▶ _TO DO_
Rewrite the data below, replacing "segment instances" with "outline instances" and leaving everything else unchanged. Omit the pictures from your output.

=====

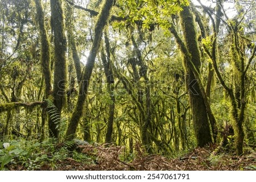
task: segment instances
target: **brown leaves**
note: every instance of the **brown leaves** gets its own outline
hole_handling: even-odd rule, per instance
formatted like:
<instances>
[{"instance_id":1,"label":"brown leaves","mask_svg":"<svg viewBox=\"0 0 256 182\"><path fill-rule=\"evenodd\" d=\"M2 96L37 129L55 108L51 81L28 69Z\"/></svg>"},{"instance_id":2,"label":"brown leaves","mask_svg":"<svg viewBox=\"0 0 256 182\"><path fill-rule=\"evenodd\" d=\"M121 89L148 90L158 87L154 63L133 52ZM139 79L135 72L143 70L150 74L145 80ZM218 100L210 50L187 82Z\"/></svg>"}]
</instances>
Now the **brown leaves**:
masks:
<instances>
[{"instance_id":1,"label":"brown leaves","mask_svg":"<svg viewBox=\"0 0 256 182\"><path fill-rule=\"evenodd\" d=\"M256 153L234 156L228 154L211 156L214 149L197 148L191 153L175 159L169 159L160 155L148 155L142 147L137 144L134 158L124 161L124 147L105 144L79 146L82 152L94 158L94 164L85 164L75 161L65 162L65 165L59 166L57 170L249 170L256 164ZM68 163L72 163L68 165Z\"/></svg>"}]
</instances>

=====

▶ _FINISHED TASK_
task: outline instances
target: **brown leaves**
note: every instance of the **brown leaves** gets its own outline
hole_handling: even-odd rule, per instance
formatted like:
<instances>
[{"instance_id":1,"label":"brown leaves","mask_svg":"<svg viewBox=\"0 0 256 182\"><path fill-rule=\"evenodd\" d=\"M2 96L37 129L55 108L51 81L28 69Z\"/></svg>"},{"instance_id":2,"label":"brown leaves","mask_svg":"<svg viewBox=\"0 0 256 182\"><path fill-rule=\"evenodd\" d=\"M121 89L148 90L158 87L154 63L133 52ZM139 79L135 72L143 70L150 74L145 80ZM218 100L210 50L187 82Z\"/></svg>"}]
</instances>
Now the **brown leaves**:
masks:
<instances>
[{"instance_id":1,"label":"brown leaves","mask_svg":"<svg viewBox=\"0 0 256 182\"><path fill-rule=\"evenodd\" d=\"M256 153L234 156L228 154L211 156L214 149L197 148L191 153L175 159L169 159L160 155L148 155L142 147L137 144L134 158L124 161L124 147L105 144L79 146L82 152L94 158L94 164L85 164L75 161L65 162L65 165L59 166L57 170L249 170L256 164ZM68 163L72 163L68 165Z\"/></svg>"}]
</instances>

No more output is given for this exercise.